SOURCE DATA:

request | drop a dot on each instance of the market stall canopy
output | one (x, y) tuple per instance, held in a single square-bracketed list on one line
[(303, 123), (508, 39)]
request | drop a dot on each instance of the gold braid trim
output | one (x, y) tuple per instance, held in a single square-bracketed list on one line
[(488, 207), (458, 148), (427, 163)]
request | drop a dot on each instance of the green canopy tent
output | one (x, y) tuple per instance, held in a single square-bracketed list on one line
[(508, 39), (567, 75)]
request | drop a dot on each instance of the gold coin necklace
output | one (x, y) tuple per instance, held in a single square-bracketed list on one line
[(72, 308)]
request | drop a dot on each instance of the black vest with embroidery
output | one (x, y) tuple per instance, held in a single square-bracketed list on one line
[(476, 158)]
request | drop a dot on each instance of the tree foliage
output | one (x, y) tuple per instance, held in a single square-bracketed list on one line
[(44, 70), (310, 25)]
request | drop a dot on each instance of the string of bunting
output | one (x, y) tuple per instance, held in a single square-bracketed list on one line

WHAT YOU HAVE TO DO:
Please write out each entry shown above exactly as given.

PROBLEM SOLUTION:
request | drop a dot on each instance of the market stall canopy
output | one (x, y) tuple per instance, held in a single square-bracketed list on one line
[(303, 123), (508, 39)]
request | drop a dot on each instance of the gold braid trim
output | one (x, y) tuple per instance, held in a single square-bracketed list on one line
[(488, 207), (458, 148), (427, 163)]
request | drop a dot on each instance of the green canopy tent
output | one (x, y) tuple per instance, held in a single square-bracketed list on one line
[(508, 39), (567, 75)]
request | drop a dot on each instance of the gold coin necklace
output | one (x, y) tuple per instance, held in a single square-bracketed list on one line
[(72, 308)]
request | drop a dot on each instance of the black vest with embroidery
output | one (x, y) tuple per instance, held in a single square-bracketed list on one line
[(476, 158)]
request | drop a dot on each instance of the tree foliage
output | one (x, y) tuple per instance, held in a single square-bracketed list on one line
[(44, 70), (310, 25)]
request | drop a dot on each instance of the string of bunting
output | one (x, y) tuple per instance, held in a single square-bracketed list on one line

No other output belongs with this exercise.